__Short exercise__.
Write every record out again exactly as given.

---

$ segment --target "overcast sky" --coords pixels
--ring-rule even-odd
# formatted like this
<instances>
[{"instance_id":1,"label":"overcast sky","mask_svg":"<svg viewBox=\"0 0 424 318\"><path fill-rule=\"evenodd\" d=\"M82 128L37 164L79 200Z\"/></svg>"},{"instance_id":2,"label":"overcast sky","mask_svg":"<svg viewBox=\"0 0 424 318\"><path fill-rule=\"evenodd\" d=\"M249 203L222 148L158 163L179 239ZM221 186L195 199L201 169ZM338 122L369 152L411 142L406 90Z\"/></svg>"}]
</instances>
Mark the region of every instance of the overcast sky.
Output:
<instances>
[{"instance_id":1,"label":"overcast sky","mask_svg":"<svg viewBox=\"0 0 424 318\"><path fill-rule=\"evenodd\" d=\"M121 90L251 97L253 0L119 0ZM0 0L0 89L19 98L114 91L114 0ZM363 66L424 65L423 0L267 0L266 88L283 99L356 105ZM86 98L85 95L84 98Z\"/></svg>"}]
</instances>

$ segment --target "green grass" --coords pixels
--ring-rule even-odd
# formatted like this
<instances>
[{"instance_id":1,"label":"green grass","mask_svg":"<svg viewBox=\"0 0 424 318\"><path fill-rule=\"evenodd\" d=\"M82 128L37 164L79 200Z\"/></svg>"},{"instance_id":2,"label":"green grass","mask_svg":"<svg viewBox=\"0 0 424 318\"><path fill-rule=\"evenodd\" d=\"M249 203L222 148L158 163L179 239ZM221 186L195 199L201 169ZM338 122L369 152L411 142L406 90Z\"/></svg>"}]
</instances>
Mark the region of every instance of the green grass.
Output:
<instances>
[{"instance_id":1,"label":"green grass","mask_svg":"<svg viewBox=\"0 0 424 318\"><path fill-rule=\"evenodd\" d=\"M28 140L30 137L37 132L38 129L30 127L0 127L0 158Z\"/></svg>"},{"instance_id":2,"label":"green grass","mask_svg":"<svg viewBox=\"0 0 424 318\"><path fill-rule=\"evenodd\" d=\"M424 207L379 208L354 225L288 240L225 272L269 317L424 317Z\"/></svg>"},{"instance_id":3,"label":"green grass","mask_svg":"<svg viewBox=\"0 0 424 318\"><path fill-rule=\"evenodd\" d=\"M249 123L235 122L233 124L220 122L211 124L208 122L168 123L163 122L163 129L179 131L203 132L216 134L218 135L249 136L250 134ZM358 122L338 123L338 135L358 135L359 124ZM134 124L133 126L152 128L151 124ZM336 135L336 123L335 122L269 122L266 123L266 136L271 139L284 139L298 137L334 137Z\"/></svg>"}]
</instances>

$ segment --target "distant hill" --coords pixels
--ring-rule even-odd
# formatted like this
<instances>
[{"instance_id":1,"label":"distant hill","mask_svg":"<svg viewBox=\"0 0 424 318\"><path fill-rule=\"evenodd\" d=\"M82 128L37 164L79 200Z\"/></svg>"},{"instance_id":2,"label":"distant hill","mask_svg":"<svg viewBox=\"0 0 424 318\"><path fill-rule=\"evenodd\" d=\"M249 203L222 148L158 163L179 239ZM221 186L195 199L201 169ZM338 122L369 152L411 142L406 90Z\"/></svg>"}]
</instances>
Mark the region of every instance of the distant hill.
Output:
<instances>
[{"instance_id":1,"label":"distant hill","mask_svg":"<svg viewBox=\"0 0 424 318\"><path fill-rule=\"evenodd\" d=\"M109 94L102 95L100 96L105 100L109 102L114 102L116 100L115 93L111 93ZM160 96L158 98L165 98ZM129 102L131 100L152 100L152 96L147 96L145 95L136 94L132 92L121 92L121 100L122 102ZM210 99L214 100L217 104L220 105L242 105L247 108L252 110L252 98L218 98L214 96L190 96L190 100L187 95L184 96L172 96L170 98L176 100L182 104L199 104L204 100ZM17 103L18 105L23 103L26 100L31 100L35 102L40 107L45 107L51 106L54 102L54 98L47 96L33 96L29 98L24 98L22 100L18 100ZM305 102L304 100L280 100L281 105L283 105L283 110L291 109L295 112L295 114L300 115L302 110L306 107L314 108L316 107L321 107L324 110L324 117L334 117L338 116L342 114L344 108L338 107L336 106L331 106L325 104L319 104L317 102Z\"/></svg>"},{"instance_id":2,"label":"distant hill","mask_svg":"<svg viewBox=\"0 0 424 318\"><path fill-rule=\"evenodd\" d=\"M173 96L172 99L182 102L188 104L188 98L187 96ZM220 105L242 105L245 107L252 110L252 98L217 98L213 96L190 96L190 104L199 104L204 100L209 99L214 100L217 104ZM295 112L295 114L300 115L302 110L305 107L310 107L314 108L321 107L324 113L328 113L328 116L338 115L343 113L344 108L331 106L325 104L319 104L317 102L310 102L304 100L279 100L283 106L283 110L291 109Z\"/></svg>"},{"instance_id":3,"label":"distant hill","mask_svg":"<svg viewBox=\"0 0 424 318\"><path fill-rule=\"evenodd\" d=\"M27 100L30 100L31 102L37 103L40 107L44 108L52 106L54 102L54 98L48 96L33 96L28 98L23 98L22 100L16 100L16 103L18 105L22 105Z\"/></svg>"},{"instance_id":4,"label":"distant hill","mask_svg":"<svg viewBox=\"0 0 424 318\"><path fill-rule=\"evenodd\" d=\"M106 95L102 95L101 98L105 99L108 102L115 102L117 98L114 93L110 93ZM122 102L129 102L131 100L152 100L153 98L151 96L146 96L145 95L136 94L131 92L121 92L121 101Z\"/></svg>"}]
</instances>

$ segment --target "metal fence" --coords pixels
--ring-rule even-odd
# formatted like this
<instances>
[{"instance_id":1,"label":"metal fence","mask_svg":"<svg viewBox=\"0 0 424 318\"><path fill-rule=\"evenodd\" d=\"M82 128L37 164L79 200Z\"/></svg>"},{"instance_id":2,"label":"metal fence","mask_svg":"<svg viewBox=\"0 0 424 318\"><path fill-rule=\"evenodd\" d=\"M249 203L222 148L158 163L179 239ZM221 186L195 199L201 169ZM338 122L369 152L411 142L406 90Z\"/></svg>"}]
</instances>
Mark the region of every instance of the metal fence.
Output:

---

__Expected answer__.
$ segment --target "overcast sky" --coords pixels
--ring-rule even-odd
# formatted like this
<instances>
[{"instance_id":1,"label":"overcast sky","mask_svg":"<svg viewBox=\"0 0 424 318\"><path fill-rule=\"evenodd\" d=\"M82 128L37 164L79 200Z\"/></svg>"},{"instance_id":2,"label":"overcast sky","mask_svg":"<svg viewBox=\"0 0 424 318\"><path fill-rule=\"evenodd\" d=\"M249 203L222 148L158 163L179 239ZM221 186L195 199L201 169ZM338 122L369 152L411 142L406 90Z\"/></svg>"}]
</instances>
Mark the region of every instance of the overcast sky.
Output:
<instances>
[{"instance_id":1,"label":"overcast sky","mask_svg":"<svg viewBox=\"0 0 424 318\"><path fill-rule=\"evenodd\" d=\"M121 90L251 97L253 0L119 0ZM0 0L0 89L19 98L114 91L114 0ZM363 66L424 65L423 0L267 0L266 88L283 99L356 105ZM86 98L85 95L84 98Z\"/></svg>"}]
</instances>

$ segment --target "green grass" --coords pixels
--ring-rule even-odd
# formatted like this
<instances>
[{"instance_id":1,"label":"green grass","mask_svg":"<svg viewBox=\"0 0 424 318\"><path fill-rule=\"evenodd\" d=\"M82 128L37 164L79 200Z\"/></svg>"},{"instance_id":2,"label":"green grass","mask_svg":"<svg viewBox=\"0 0 424 318\"><path fill-rule=\"evenodd\" d=\"M249 203L222 148L158 163L179 239ZM221 186L195 199L201 169ZM338 122L369 152L411 142L406 90Z\"/></svg>"}]
</instances>
Mark the region of every instance of the green grass.
Output:
<instances>
[{"instance_id":1,"label":"green grass","mask_svg":"<svg viewBox=\"0 0 424 318\"><path fill-rule=\"evenodd\" d=\"M28 140L30 137L37 132L38 129L30 127L0 127L0 158Z\"/></svg>"},{"instance_id":2,"label":"green grass","mask_svg":"<svg viewBox=\"0 0 424 318\"><path fill-rule=\"evenodd\" d=\"M424 207L379 208L354 225L288 240L225 272L269 317L424 317Z\"/></svg>"},{"instance_id":3,"label":"green grass","mask_svg":"<svg viewBox=\"0 0 424 318\"><path fill-rule=\"evenodd\" d=\"M249 123L235 122L233 124L220 122L211 124L208 122L168 123L163 122L163 129L179 131L203 132L216 134L218 135L249 136L250 134ZM358 122L338 123L338 135L358 135L359 124ZM134 124L133 126L152 128L151 124ZM336 135L336 123L335 122L269 122L266 123L266 136L271 139L284 139L298 137L334 137Z\"/></svg>"}]
</instances>

$ segment --target "distant hill" --coords pixels
--ring-rule even-odd
# formatted like this
<instances>
[{"instance_id":1,"label":"distant hill","mask_svg":"<svg viewBox=\"0 0 424 318\"><path fill-rule=\"evenodd\" d=\"M82 128L37 164L79 200Z\"/></svg>"},{"instance_id":2,"label":"distant hill","mask_svg":"<svg viewBox=\"0 0 424 318\"><path fill-rule=\"evenodd\" d=\"M249 203L222 148L158 163L179 239ZM221 186L195 199L201 169ZM338 122L369 152L411 142L406 90Z\"/></svg>"}]
</instances>
Mark the region of every instance of the distant hill.
Output:
<instances>
[{"instance_id":1,"label":"distant hill","mask_svg":"<svg viewBox=\"0 0 424 318\"><path fill-rule=\"evenodd\" d=\"M109 94L102 95L100 96L105 100L109 102L114 102L116 100L115 93L111 93ZM160 96L158 98L165 98ZM129 102L131 100L152 100L152 96L147 96L145 95L136 94L132 92L121 92L121 100L122 102ZM210 99L214 100L217 104L220 105L242 105L247 108L252 110L252 98L218 98L214 96L190 96L190 100L187 95L184 96L172 96L170 98L176 100L182 104L199 104L204 100ZM17 103L18 105L23 103L26 100L31 100L35 102L40 107L45 107L51 106L54 102L54 98L47 96L33 96L29 98L24 98L22 100L18 100ZM305 102L304 100L280 100L281 105L283 105L283 110L291 109L295 112L295 114L300 115L302 110L306 107L314 108L316 107L321 107L324 110L324 117L334 117L338 116L342 114L344 108L338 107L336 106L331 106L325 104L319 104L317 102Z\"/></svg>"},{"instance_id":2,"label":"distant hill","mask_svg":"<svg viewBox=\"0 0 424 318\"><path fill-rule=\"evenodd\" d=\"M173 96L172 99L182 102L188 104L188 98L187 96ZM220 105L242 105L245 107L252 110L252 98L217 98L213 96L190 96L190 104L199 104L204 100L209 99L214 100L217 104ZM295 112L295 114L300 115L302 110L305 107L310 107L314 108L321 107L324 113L328 113L328 116L338 115L343 113L344 108L331 106L325 104L319 104L317 102L310 102L304 100L279 100L283 106L283 110L291 109Z\"/></svg>"},{"instance_id":3,"label":"distant hill","mask_svg":"<svg viewBox=\"0 0 424 318\"><path fill-rule=\"evenodd\" d=\"M27 100L30 100L31 102L37 103L40 107L44 108L52 106L54 102L54 98L48 96L33 96L28 98L23 98L22 100L16 100L16 103L18 105L22 105Z\"/></svg>"},{"instance_id":4,"label":"distant hill","mask_svg":"<svg viewBox=\"0 0 424 318\"><path fill-rule=\"evenodd\" d=\"M106 95L102 95L101 98L105 99L108 102L115 102L117 98L114 93L110 93ZM122 102L129 102L131 100L152 100L153 98L151 96L146 96L145 95L136 94L131 92L121 92L121 101Z\"/></svg>"}]
</instances>

$ segment --target "metal fence" --coords pixels
--ring-rule even-odd
# formatted like this
<instances>
[{"instance_id":1,"label":"metal fence","mask_svg":"<svg viewBox=\"0 0 424 318\"><path fill-rule=\"evenodd\" d=\"M82 128L37 164L79 200Z\"/></svg>"},{"instance_id":2,"label":"metal fence","mask_svg":"<svg viewBox=\"0 0 424 318\"><path fill-rule=\"evenodd\" d=\"M249 203L222 148L158 163L179 239ZM221 186L195 199L201 169ZM338 122L369 152L411 142L406 90Z\"/></svg>"}]
</instances>
Mark the region of every instance of the metal fence.
Output:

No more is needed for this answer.